* Short problem
Reproduce verbatim the stretch of the CVS commit notice from "Sun Feb 22 06:18:55" through "not very appropriate.".

* Extract
[Koha-cvs] CVS: koha/misc/translator TmplTokenizer.pm,1.16,1.17 tmpl_process3.pl,1.2,1.3 xgettext.pl,1.1,1.2

Sun Feb 22 06:18:55 CET 2004

Update of /cvsroot/koha/koha/misc/translator
In directory sc8-pr-cvs1.sourceforge.net:/tmp/cvs-serv31961

Modified Files:
	TmplTokenizer.pm tmpl_process3.pl xgettext.pl 
Log Message:
Handle the iso8859-1 charset somewhat, so that when the po file is in
either iso8859-1 or utf8, msgmerge(1) won't crap out. The code is ugly;
the conversion table is hard-coded, and in some place not very appropriate.

However, this does fix the case where a few strings containing French
characters can't be translated. As a side effect, tmpl_process3 can now
also be used for French or other languages using iso8859-1.

[Dataset entries]
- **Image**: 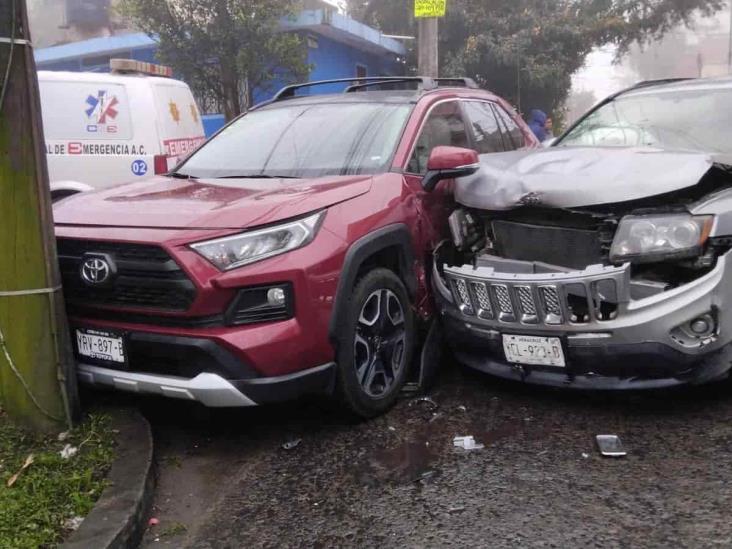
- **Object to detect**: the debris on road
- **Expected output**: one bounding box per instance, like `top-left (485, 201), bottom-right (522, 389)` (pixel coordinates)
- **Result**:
top-left (6, 454), bottom-right (36, 488)
top-left (595, 435), bottom-right (628, 457)
top-left (59, 444), bottom-right (79, 459)
top-left (409, 397), bottom-right (440, 411)
top-left (64, 517), bottom-right (84, 532)
top-left (282, 438), bottom-right (302, 450)
top-left (452, 435), bottom-right (485, 451)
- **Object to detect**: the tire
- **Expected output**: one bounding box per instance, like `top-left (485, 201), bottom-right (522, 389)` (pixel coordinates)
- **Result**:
top-left (336, 269), bottom-right (416, 418)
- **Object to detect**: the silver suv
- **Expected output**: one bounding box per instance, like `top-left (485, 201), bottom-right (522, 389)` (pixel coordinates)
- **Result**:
top-left (433, 79), bottom-right (732, 389)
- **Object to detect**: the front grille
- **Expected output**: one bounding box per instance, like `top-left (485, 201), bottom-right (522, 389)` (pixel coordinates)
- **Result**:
top-left (445, 265), bottom-right (630, 326)
top-left (57, 238), bottom-right (196, 311)
top-left (491, 220), bottom-right (612, 269)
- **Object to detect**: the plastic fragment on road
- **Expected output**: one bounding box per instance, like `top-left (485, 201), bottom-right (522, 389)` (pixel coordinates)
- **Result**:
top-left (595, 435), bottom-right (628, 457)
top-left (5, 454), bottom-right (36, 488)
top-left (452, 435), bottom-right (485, 451)
top-left (409, 397), bottom-right (440, 411)
top-left (282, 438), bottom-right (302, 450)
top-left (64, 517), bottom-right (84, 532)
top-left (59, 444), bottom-right (79, 459)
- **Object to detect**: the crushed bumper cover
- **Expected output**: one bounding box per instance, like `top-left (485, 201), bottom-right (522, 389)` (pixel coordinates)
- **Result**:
top-left (433, 250), bottom-right (732, 389)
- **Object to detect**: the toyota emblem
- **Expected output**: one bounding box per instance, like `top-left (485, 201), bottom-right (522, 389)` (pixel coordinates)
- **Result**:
top-left (81, 257), bottom-right (112, 286)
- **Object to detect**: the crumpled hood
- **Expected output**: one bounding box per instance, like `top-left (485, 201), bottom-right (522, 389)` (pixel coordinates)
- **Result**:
top-left (455, 147), bottom-right (732, 210)
top-left (54, 176), bottom-right (372, 229)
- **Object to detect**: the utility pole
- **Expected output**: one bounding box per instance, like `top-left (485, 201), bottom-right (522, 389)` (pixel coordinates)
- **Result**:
top-left (0, 0), bottom-right (78, 432)
top-left (727, 0), bottom-right (732, 74)
top-left (417, 17), bottom-right (439, 78)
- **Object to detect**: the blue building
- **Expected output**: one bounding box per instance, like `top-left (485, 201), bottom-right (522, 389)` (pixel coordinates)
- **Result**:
top-left (35, 8), bottom-right (406, 135)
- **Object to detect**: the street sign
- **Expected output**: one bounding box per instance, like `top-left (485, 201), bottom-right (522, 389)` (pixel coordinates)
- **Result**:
top-left (414, 0), bottom-right (447, 17)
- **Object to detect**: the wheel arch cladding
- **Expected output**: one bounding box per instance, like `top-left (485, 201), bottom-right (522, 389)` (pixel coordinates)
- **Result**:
top-left (328, 223), bottom-right (417, 345)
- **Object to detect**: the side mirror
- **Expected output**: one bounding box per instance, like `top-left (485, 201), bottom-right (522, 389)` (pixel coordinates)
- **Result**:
top-left (422, 146), bottom-right (480, 192)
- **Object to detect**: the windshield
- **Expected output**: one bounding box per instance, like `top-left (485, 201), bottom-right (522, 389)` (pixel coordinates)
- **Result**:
top-left (558, 88), bottom-right (732, 153)
top-left (177, 103), bottom-right (411, 178)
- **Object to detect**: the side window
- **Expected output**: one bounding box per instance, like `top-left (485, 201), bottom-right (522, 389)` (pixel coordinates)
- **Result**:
top-left (464, 101), bottom-right (506, 154)
top-left (407, 101), bottom-right (470, 174)
top-left (493, 105), bottom-right (526, 150)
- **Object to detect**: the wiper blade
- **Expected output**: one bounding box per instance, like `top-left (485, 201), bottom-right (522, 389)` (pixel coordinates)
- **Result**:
top-left (216, 173), bottom-right (300, 179)
top-left (168, 172), bottom-right (198, 179)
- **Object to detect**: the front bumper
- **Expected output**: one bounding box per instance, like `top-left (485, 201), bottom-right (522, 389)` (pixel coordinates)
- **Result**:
top-left (77, 363), bottom-right (335, 408)
top-left (433, 253), bottom-right (732, 389)
top-left (74, 322), bottom-right (335, 408)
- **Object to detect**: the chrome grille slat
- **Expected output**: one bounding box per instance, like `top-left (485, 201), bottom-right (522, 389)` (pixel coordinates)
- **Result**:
top-left (539, 286), bottom-right (564, 324)
top-left (514, 286), bottom-right (539, 324)
top-left (445, 266), bottom-right (630, 329)
top-left (491, 284), bottom-right (516, 322)
top-left (453, 278), bottom-right (475, 316)
top-left (470, 282), bottom-right (493, 319)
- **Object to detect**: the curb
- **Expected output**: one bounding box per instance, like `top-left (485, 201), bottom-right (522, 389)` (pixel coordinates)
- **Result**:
top-left (60, 409), bottom-right (155, 549)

* Result of this task
Sun Feb 22 06:18:55 CET 2004

Update of /cvsroot/koha/koha/misc/translator
In directory sc8-pr-cvs1.sourceforge.net:/tmp/cvs-serv31961

Modified Files:
	TmplTokenizer.pm tmpl_process3.pl xgettext.pl 
Log Message:
Handle the iso8859-1 charset somewhat, so that when the po file is in
either iso8859-1 or utf8, msgmerge(1) won't crap out. The code is ugly;
the conversion table is hard-coded, and in some place not very appropriate.